Exercise material
----
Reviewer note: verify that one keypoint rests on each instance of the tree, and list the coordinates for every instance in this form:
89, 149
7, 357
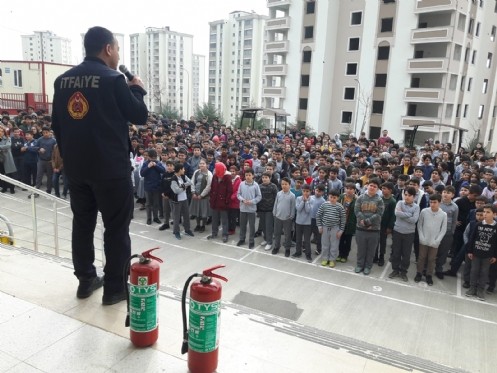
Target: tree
170, 113
208, 111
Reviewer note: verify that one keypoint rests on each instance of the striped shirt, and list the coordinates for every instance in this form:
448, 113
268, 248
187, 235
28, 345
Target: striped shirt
----
Task directions
The entries are to be written out again exactly, without their pictures.

Solution
Reviewer note: verify that one keypoint rests on each instance of the tree, and list the coordinates for every instance in this form:
89, 149
7, 357
Target: tree
170, 113
208, 111
Reviewer note: verify that one keypoint rests on each instance of the striped shirt, and list the coordinates for every instance in this form:
448, 113
268, 248
187, 235
28, 345
Target: striped shirt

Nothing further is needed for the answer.